## Directive 1
Write out, with no changes, the part of the passage on structured attributes that opens with the words containing "Using word embeddings" and closes with "outperform this method.".
## Directive 2
Continue the passage on structured attributes in an unstructured format, starting after its final sentence.

Advantages of Using Structured Attributes in an Unstructured Format
There are several advantages to using structured attributes in an unstructured format along with convolutional filters as described above.
Typically structured attributes are used as hand engineered features that are directly concatenated to the final fully connected layers. Our approach removes the need to hand engineer features for each individual attribute since the convolutional filters are able to capture interesting features relevant to the classification problem.
With the current state of the art approaches for using structured attributes as explained in the previous section, there is an inherent sparsity in the feature set. Also, the number of parameters required for the proposed method increases linearly with the number of attributes and the representation format of each additional attribute.
Since we break down the attribute names and values into natural language tokens, this approach should generalize well to new attributes and new values added to existing closed-list or open-list attributes.
By adding the features extracted from structured attributes, we can get better representations for products in general and these representations can be used for a variety of other tasks.
Using word embeddings to represent the tokens present in these attributes also helps capture semantic relationships between multiple attributes or between attributes and their values. Common representations can also be learned for entities identified in these attribute values which can be shared with the other channels for unstructured attributes and potentially for other tasks.
However, if the number of structured attributes available is small and limited, traditional approaches may outperform this method.

## Data excerpt
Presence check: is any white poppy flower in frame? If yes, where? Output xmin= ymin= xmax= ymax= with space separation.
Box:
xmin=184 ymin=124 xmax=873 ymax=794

## Task answer 1
Using word embeddings to represent the tokens present in these attributes also helps capture semantic relationships between multiple attributes or between attributes and their values. Common representations can also be learned for entities identified in these attribute values which can be shared with the other channels for unstructured attributes and potentially for other tasks.
However, if the number of structured attributes available is small and limited, traditional approaches may outperform this method.

## Task answer 2
4. Experimental Setup
Over the years, internal and external crowd sourcing has enabled us to collect large quantities of labeled data for product type categorization. Currently our dataset contains approximately 25 million labels, which is split into 3 subsets (80-10-10) to generate train, validation and test sets. These products represent approximately 6000 leaf product types in our taxonomy. We adopted a bootstrapping approach to collect the external crowdsourced data where we trained a model with the existing data and sent out suggestions to the crowd, who would provide us with feedback. While this approach has helped us collect massive quantities of data, it also has an inherent label bias since the crowd does not have an intimate knowledge of the Walmart taxonomy and is likely to pick a close-enough label if the right label is not presented in the suggestions provided. Our hierarchical model is especially sensitive to this kind of label noise since it uses traditional logistic regression based classifiers. The dataset is also very unevenly distributed for each product type. An example of this uneven distribution is shown in Figure 4. This is typical in an eCommerce catalog, where some product types, like T-Shirts have several tens of millions of products while others like Zithers have less than ten products. We stratify low support classes by repeating samples until each class has at least 200 samples. We also ensure that we perform a stratified split into train, validation and test sets such that the sample distributions across these sets are similar.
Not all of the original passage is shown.